CPUG: The Check Point User Group

Resources for the Check Point Community, by the Check Point Community.


First, I hope you're all well and staying safe.
Second, I want to give a "heads up" that you should see more activity here shortly, and maybe a few cosmetic changes.
I'll post more details to the "Announcements" forum soon, so be on the lookout. -E

 

Results 1 to 7 of 7

Thread: ClusterXL standby node strange behavior

  1. #1
    Join Date
    2015-10-21
    Posts
    32
    Rep Power
    0

    Default ClusterXL standby node strange behavior

    Hello.

    We have two ClusterXL Gaia R77.30 identical nodes with following hotfixes installed:
    • Jumbo Hotfix Accumulator General Availability for R77.30 Take 216
    • HOTFIX_R77_30
    Implicitly Installed Hotfixes (installed as part of another hotfix):
    • Check_Point_R77_30_JUMBO_HF_1_Bundle_T205_FULL.tgz

    Acceleration CoreXL and SecureXL are enabled on both nodes.

    Cluster works in HA mode:
    [Expert@gw2:0]# cphaprob stat
    Cluster Mode: High Availability (Primary Up) with IGMP Membership
    Number Unique Address Assigned Load State
    1 172.16.0.2 100% Active
    2 (local) 172.16.0.3 0% Standby

    Problem:
    Few days ago our stanby node (gw2) "automagically" - without any admin intervention - has started to forward some traffic (about 1000 pkt/s) and it's CPU load (as shown by SmartViewMonitor->System Counters->FireWall History) raised up to 30 - 40 %. The active node gw1 is proccessing much, much more traffic - about 20 000 pkt/s by 70% CPU. At the same time icmp probes (ping) time for traffic coming through the cluster raised from few ms to about 60-80 ms.

Coordinate annotation entries:

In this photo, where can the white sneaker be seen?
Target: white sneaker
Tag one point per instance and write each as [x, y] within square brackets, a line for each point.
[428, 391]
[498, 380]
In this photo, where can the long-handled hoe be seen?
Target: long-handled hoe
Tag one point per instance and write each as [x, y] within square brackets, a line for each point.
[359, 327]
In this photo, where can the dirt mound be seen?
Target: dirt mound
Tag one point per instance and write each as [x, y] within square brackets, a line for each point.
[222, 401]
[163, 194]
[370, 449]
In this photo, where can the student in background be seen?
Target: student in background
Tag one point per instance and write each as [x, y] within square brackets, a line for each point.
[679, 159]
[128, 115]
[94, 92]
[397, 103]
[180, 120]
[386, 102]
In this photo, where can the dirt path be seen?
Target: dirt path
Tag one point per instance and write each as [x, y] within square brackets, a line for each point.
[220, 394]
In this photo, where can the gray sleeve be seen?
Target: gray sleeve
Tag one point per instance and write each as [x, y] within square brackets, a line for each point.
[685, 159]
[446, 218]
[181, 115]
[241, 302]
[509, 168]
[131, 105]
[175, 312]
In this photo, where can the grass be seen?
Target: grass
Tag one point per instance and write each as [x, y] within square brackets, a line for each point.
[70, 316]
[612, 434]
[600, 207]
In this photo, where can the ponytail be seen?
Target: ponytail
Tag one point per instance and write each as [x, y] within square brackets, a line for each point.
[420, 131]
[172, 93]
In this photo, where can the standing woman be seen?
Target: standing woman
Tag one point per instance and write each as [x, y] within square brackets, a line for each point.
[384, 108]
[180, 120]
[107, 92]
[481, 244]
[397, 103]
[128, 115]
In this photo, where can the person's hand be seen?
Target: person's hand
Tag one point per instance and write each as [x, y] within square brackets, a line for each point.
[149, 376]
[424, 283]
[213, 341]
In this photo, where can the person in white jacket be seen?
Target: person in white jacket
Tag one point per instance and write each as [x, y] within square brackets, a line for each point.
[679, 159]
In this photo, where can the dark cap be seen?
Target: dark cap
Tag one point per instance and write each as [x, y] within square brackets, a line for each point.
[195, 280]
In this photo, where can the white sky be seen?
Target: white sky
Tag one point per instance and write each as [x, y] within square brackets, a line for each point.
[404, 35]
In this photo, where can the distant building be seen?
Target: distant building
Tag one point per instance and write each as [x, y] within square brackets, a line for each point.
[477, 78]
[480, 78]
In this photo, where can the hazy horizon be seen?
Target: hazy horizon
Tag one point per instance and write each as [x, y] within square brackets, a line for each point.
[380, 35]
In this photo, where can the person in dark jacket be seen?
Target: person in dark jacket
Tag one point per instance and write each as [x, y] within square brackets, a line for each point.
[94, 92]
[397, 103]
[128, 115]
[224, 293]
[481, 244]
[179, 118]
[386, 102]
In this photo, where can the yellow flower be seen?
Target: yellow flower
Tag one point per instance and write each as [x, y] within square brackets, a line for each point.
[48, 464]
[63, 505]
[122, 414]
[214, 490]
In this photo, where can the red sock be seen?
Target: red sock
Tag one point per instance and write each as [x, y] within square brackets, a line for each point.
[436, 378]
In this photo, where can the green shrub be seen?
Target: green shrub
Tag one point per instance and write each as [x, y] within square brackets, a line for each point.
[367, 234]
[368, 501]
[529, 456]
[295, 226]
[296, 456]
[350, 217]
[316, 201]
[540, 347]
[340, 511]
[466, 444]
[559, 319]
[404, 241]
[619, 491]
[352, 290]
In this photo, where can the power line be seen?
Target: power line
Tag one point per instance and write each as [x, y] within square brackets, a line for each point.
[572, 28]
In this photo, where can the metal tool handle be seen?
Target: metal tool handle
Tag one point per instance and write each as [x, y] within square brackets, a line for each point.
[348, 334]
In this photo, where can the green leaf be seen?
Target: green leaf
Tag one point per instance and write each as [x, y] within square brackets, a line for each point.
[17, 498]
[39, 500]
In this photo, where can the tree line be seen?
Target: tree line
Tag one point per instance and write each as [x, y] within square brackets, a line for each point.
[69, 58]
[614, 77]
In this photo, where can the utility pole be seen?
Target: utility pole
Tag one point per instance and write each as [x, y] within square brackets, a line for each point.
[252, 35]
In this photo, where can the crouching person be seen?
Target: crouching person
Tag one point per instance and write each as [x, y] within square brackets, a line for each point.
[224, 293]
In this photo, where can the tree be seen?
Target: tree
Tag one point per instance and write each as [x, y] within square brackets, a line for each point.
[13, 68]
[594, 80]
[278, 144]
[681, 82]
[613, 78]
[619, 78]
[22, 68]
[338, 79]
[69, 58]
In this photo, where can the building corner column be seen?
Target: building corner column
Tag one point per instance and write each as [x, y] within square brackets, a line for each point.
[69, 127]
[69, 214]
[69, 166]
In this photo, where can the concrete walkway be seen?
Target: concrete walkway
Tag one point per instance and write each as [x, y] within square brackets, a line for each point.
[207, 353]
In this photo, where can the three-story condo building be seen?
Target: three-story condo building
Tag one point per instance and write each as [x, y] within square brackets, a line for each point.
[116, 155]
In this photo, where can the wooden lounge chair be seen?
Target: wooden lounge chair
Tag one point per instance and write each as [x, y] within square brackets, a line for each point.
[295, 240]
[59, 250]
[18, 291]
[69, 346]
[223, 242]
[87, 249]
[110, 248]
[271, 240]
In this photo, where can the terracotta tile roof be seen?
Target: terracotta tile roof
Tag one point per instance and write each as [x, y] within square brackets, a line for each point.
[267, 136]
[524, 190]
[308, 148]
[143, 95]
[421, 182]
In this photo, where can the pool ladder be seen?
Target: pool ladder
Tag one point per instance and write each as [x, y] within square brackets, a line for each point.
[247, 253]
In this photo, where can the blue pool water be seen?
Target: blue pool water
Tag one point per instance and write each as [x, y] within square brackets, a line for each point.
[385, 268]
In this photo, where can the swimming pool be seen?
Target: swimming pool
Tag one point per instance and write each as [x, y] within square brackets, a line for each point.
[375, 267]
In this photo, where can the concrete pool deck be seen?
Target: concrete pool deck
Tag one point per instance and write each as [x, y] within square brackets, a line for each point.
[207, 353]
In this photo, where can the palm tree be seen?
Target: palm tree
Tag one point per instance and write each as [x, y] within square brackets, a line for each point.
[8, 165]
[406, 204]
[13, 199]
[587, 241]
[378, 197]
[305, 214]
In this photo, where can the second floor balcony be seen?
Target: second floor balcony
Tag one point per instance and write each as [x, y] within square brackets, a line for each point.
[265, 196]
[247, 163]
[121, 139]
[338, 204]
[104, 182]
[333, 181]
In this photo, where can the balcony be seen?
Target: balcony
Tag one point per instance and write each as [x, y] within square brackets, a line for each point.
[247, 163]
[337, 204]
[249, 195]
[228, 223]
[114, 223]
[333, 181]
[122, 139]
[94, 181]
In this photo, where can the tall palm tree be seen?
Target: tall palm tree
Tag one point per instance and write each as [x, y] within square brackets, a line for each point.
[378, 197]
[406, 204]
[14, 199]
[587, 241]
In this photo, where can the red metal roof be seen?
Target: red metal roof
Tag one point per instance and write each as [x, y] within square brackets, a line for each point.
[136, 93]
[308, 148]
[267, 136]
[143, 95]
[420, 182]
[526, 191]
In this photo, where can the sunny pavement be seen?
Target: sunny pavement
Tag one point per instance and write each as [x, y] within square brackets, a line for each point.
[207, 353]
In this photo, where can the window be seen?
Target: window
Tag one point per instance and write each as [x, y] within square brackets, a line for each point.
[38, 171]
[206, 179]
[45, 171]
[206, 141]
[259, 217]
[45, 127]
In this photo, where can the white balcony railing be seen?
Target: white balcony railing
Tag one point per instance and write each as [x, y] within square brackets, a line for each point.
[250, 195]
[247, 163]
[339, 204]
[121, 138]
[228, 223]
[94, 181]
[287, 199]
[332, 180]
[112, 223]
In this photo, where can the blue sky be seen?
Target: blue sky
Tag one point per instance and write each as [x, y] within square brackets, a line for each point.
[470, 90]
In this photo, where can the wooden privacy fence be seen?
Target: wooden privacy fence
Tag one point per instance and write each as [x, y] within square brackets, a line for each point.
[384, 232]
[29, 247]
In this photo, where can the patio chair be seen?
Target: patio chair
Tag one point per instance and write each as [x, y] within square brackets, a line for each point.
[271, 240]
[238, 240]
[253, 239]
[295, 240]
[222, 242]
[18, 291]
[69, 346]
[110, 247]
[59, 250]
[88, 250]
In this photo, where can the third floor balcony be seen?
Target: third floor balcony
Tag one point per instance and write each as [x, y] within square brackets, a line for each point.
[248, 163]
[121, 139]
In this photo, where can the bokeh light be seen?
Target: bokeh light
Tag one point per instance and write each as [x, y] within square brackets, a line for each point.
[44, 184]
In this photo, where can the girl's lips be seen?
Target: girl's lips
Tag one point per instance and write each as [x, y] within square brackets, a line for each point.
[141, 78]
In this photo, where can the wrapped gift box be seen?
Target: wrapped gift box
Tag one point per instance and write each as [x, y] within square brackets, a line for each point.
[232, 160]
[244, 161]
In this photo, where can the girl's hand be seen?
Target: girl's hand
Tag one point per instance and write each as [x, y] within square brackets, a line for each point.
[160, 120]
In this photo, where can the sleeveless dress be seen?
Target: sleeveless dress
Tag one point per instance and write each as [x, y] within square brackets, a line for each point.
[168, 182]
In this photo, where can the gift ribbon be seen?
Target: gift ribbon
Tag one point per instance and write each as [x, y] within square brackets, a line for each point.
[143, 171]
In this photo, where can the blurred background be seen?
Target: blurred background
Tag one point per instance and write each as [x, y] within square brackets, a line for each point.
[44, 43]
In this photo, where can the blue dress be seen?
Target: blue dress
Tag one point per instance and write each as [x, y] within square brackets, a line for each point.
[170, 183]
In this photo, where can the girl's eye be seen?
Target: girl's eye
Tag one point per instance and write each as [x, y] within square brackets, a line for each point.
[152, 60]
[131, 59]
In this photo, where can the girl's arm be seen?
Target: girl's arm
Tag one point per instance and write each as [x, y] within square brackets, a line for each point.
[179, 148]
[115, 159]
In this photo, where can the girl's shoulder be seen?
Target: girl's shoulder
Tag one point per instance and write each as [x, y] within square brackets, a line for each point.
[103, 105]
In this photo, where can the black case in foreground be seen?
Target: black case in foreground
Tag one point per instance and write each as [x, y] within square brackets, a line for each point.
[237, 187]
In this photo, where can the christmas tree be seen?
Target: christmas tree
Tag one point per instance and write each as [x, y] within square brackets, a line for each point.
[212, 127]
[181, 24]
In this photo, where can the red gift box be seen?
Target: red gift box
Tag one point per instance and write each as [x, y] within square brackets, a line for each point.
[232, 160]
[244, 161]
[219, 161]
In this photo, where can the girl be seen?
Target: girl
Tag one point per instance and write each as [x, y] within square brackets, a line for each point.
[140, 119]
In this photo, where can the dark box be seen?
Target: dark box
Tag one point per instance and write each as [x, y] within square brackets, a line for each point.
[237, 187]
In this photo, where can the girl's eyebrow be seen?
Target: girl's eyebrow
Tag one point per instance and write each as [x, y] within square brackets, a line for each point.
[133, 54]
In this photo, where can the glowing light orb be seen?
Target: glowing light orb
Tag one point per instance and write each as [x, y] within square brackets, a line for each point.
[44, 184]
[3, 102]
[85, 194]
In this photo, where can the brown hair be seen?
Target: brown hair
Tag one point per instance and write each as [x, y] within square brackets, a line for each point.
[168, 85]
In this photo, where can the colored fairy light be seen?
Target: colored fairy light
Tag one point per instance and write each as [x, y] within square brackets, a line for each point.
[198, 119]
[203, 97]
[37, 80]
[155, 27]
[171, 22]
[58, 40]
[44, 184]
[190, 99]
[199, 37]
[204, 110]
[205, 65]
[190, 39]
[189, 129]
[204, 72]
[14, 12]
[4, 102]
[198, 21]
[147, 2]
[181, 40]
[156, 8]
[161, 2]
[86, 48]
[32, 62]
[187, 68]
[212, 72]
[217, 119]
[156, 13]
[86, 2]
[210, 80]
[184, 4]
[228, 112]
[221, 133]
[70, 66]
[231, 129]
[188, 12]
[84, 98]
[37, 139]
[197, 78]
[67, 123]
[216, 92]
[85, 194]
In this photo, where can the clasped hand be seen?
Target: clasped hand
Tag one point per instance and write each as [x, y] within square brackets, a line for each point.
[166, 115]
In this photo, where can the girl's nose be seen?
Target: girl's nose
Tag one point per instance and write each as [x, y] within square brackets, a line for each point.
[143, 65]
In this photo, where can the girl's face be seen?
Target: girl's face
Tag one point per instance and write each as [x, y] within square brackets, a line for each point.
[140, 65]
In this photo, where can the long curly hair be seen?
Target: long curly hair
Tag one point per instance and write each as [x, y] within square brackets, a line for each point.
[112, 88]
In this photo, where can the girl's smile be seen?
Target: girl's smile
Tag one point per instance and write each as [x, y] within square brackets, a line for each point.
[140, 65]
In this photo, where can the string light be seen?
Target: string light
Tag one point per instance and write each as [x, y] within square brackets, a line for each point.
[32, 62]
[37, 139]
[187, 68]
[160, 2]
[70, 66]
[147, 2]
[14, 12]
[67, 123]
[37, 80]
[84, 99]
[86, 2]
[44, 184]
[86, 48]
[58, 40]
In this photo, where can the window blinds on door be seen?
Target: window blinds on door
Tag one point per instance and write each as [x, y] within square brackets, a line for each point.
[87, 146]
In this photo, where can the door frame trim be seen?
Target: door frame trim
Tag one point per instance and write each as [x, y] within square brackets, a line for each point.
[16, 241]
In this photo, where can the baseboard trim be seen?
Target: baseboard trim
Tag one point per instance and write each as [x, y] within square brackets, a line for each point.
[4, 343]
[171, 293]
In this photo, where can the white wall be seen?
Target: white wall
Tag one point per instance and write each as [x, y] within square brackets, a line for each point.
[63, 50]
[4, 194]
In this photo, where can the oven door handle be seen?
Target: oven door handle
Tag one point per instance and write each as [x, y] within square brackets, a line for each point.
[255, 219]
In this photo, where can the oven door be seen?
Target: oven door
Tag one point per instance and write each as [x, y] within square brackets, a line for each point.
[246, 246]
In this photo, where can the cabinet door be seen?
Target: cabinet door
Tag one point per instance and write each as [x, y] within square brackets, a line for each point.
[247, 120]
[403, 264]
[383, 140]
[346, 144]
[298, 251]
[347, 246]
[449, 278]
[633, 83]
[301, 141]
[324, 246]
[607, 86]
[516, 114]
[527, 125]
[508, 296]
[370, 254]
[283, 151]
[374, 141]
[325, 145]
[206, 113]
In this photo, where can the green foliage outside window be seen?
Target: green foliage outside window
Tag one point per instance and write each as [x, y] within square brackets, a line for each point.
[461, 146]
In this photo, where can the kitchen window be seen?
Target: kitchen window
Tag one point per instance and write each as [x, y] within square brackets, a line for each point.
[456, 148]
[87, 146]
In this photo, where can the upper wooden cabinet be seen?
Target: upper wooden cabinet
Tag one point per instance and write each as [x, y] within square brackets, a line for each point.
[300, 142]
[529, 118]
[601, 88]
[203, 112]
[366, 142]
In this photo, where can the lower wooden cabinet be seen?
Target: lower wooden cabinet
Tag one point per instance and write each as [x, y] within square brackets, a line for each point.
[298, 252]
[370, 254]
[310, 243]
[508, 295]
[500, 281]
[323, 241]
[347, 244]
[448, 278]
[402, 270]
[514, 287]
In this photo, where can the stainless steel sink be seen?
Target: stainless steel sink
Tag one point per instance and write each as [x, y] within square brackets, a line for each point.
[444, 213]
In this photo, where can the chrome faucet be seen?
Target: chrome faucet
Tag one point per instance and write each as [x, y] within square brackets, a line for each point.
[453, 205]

> **TASKS TO PERFORM**:
a: Answer these questions using the ClusterXL thread.
(i) Which Gaia version are the two cluster nodes running?
(ii) What state does cphaprob stat report for the local node at 172.16.0.3?
(iii) About how many packets per second is the active node gw1 processing?
b: Continue the ClusterXL thread, picking up the original post right after its last sentence.

> **RESPONSES FOR EACH TASK**:
a:
(i) R77.30
(ii) Standby
(iii) About 20 000 pkt/s

b:
    Gw2 behaves strange as it would work in LS pivot mode (?!), although is in HA for sure. We have installed security policies few times and even reboot both nodes (of course not simultanously), but it is still the same issue. What's wrong with gw2? If we switch gw2 from standby to active, than gw1 behaves the same (1000 pkt/s, 30 - 40 % CPU).

    Regards
    Mariusz1
    Last edited by Mariusz1; 2017-05-17 at 05:05. Reason: Thread subscription, editing some errors

  2. #2
    Join Date
    2008-01-25
    Location
    Karlsruhe / Germany
    Posts
    15
    Rep Power
    0

    Default Re: ClusterXL standby node strange behavior

    Hi Mariusz,

    My Check Point partner told me there are several instabilities in Jumbo 216 that are already fixed in Jumbo 225.

    ...but I have no details.

    BR
    Sven


    Gesendet von iPhone mit Tapatalk

  3. #3
    Join Date
    2006-09-26
    Posts
    3,200
    Rep Power
    20

    Default Re: ClusterXL standby node strange behavior

    Quote Originally Posted by Chili View Post
    Hi Mariusz,

    My Check Point partner told me there are several instabilities in Jumbo 216 that are already fixed in Jumbo 225.

    ...but I have no details.

    BR
    Sven


    Gesendet von iPhone mit Tapatalk
    I looked at the released notes https://supportcenter.checkpoint.com...Ongoing%20Take and I couldn't find anything relate to this issue.

    it is a big concern for me as well, because I am also running JHFA 216 :-(

  4. #4
    Join Date
    2011-08-02
    Location
    http://spikefishsolutions.com
    Posts
    1,668
    Rep Power
    13

    Default Re: ClusterXL standby node strange behavior

    Can you look at the router on the inside of that firewall and check its arp table and route table?

    What you're looking for is the following.

    Do you have any routes pointing to fw02's interface directly (instead of the VIP ( i know just making sure))

    Next check the arp table and make sure all the next hop gateway address have the mac address of the active member.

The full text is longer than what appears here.